## Problem to solve
Your task is to transcribe the records exactly, skipping every image.

--- Begin Source material ---

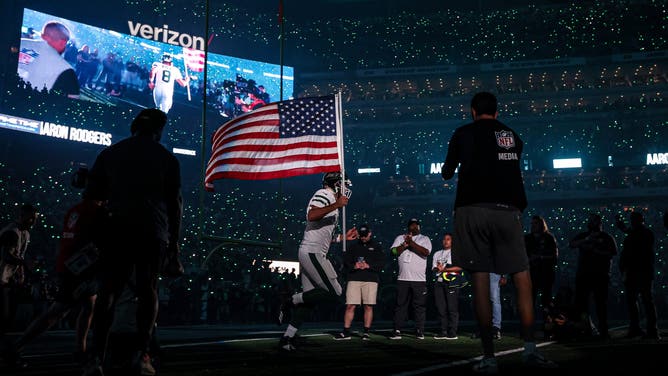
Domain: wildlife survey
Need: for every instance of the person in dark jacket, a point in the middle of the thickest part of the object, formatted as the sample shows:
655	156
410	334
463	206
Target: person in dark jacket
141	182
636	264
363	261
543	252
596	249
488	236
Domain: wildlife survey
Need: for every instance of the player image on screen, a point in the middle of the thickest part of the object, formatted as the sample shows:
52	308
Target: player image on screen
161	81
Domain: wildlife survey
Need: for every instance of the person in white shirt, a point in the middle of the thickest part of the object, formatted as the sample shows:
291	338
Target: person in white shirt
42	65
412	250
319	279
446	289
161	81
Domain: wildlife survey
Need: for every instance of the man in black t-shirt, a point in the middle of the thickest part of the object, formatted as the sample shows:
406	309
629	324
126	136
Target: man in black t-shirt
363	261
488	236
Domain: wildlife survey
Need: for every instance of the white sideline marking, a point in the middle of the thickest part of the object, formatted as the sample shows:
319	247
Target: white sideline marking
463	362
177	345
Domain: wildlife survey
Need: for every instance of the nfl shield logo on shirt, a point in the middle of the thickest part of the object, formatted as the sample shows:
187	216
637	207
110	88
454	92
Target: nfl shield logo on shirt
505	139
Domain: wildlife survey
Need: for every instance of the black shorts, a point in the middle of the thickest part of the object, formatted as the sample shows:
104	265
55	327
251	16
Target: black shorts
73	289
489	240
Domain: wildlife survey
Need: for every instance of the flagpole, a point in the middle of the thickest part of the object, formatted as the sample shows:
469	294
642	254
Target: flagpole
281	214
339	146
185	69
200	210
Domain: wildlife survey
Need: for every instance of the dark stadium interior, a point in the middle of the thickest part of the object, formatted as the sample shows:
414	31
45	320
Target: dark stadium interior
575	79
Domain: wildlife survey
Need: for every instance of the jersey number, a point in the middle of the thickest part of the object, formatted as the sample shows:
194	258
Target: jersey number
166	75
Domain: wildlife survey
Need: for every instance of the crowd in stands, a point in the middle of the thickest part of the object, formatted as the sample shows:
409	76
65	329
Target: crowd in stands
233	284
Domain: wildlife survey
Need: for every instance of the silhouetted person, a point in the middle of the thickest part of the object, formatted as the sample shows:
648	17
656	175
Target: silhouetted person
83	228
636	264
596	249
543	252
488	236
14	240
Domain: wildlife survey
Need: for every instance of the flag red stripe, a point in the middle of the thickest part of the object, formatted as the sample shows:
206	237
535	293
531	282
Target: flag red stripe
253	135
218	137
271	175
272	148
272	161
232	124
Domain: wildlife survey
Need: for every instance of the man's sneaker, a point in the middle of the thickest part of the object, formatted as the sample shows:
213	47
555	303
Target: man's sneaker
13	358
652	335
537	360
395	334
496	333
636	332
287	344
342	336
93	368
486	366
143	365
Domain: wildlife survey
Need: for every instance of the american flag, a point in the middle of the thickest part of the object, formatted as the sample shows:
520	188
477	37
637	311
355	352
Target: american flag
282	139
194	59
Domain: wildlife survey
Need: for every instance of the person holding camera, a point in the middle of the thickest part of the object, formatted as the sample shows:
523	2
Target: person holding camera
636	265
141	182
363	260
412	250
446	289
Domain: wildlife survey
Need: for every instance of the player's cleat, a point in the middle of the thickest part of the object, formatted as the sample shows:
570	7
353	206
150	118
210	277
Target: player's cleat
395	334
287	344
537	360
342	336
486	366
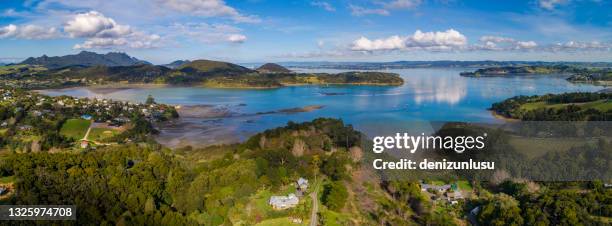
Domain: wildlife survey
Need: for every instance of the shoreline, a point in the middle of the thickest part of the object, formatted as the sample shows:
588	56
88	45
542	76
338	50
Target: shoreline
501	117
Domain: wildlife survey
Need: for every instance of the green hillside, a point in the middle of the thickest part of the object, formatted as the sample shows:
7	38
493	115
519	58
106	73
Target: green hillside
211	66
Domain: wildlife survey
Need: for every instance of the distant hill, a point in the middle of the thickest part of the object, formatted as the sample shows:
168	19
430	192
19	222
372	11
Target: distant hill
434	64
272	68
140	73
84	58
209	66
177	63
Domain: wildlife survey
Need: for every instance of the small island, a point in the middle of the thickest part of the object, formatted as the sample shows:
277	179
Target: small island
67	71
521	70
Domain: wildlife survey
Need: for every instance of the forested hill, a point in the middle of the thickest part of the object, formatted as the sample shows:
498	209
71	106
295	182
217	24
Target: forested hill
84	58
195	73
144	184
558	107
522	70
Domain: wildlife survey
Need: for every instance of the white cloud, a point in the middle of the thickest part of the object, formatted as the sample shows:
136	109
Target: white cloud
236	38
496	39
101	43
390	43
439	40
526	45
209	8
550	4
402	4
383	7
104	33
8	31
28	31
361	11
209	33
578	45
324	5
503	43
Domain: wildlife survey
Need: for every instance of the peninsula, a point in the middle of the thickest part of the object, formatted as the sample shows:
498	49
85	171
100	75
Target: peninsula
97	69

--- End Source material ---

## Written response
Domain: wildlife survey
Need: for every instance of the person in dark jacket, a point in the middle of the thickest part of the object, formatted as the sample shows:
655	156
410	334
463	206
Target: person in dark jacket
141	182
636	264
363	261
543	252
596	249
488	236
Domain: wildlife survey
Need: for every instance of the player image on screen, a point in the middle of the thickest part of the object, formatted as the sample shows:
52	308
Target: player image on screen
161	81
Domain: wildlife survey
Need: for every instance of the person in white shirt, a point in the middle of the thickest part of the object, formatted as the sample shows:
291	338
Target: person in white shirt
42	65
412	250
319	279
446	289
161	81
Domain: wildlife survey
Need: for every instance of the man in black t-shirt, a point in the middle of the thickest part of the object, formatted as the sample shows:
406	309
629	324
126	136
Target: man in black t-shirt
363	261
488	236
Domain: wildlife survey
Need: for every instance of the white sideline marking, a point in the middle of the thickest part of the object, formatted as the sample shows:
319	247
Target: white sideline marking
463	362
177	345
Domain: wildlife survey
Need: for every instance of the nfl shield logo on shirt, a point in the middle of the thickest part of the object, formatted as the sample shows:
187	216
637	207
110	88
454	92
Target: nfl shield logo on shirt
505	139
Domain: wildlife survey
Need: for every instance of the black shorts, a point in the middle of the thickest part of the object, formatted as the sample shows:
104	265
55	327
251	16
Target: black shorts
73	289
489	240
Domain: wildlife survey
Need: for every instance of the flagpole, a point in the middle of the thickest part of the object, formatted as the sample shows:
469	294
642	254
Target: flagpole
281	214
339	146
185	69
200	210
Domain: wildlife survey
Need: for every instance of the dark stadium interior, a point in the middle of the thickest part of the object, formatted as the sample shows:
414	31
45	320
Target: dark stadium interior
575	79
Domain: wildlife survey
Need: for every instance of the jersey number, a point in the middle of the thickest part of the object, formatted as the sample shows:
194	258
Target: jersey number
166	75
Domain: wildlife survey
Need: for every instance of the crowd in stands, a point in the middle of the thickest part of the object, formatted as the sample shows:
409	76
65	329
Target: crowd in stands
233	284
Domain: wildlife survey
Need: for every instance of the silhouetted person, a point in the middle of the thickest part of the object, formatted as the sample shows:
648	17
656	175
Target: silhouetted person
83	228
636	264
596	249
543	252
488	236
14	240
Domain: wildlife survey
Need: for every instance of the flag red stripe, a point in the middle of the thickest part of the object, formatted as the sample shows:
206	237
535	293
531	282
Target: flag red stripe
253	135
218	137
271	175
272	148
272	161
232	124
Domain: wildlife survey
Need: for every instance of the man's sneaker, a point in the middle of the thickest part of the object, formatted as the sample shows:
213	47
555	303
Target: man's sneaker
13	358
652	335
537	360
395	334
496	333
636	332
287	344
342	336
93	368
486	366
143	365
Domain: wildlife survey
Need: for every instance of the american flag, a point in the middle of the thickest part of the object, formatted as the sample shows:
520	188
477	37
637	311
355	352
Target: american flag
282	139
194	59
Domain: wildlife survey
Need: for every instance of the person holding camera, a point in the middle of the thickest part of the object, formatted as the sample shows:
523	2
Target: person holding camera
636	265
141	182
363	260
412	250
446	289
Domain: wildlife survey
Need: for every instance of the player's cleat, a point in the middle of the thickest part of the object, formatted as the sample shows:
570	7
353	206
150	118
210	277
Target: player's cleat
395	334
287	344
537	360
342	336
486	366
Domain: wildlife survey
Need: for every instance of the shoreline, a point in the middle of the thickest part of the object, formatted as the sample shows:
588	56
88	45
542	76
338	50
Target: shoreline
501	117
Domain: wildlife survey
Need: for every instance of the green hillside, a point in the middle of the thickest part of the object, formatted as the sample shows:
7	38
493	115
519	58
106	73
Target: green hillside
211	66
Domain: wildlife survey
Need: for every instance of the distant hill, a point in the middle of the thickest part of the object, formatted as the sample shows:
168	19
430	192
19	222
372	11
Target: distant hill
434	64
272	68
140	73
84	58
209	66
177	63
Domain: wildlife survey
Need: for every instance of the small island, a point in the middle of the thickest part of the object, formatted as the sample shows:
277	179
Target: small island
67	71
521	70
Domain: wildlife survey
Need: for every instance of the forested hill, a point in the middle of the thickest part of the object, formatted as the sample shows:
498	209
71	106
295	182
217	24
Target: forested hill
84	58
195	73
144	184
558	107
522	70
Domain: wildlife survey
Need: for every instance of the white cloud, a point in the middle of the thickest part of the object, formatted as the sample shows:
136	109
Target: white cloud
236	38
496	39
101	43
390	43
439	40
526	45
209	8
550	4
402	4
383	7
104	33
8	31
28	31
361	11
209	33
578	45
324	5
503	43
Domain: wildlife survey
Need: for every instance of the peninsula, a point in the middle of the thickest part of the object, formatted as the sample shows:
498	49
85	171
100	75
Target: peninsula
97	69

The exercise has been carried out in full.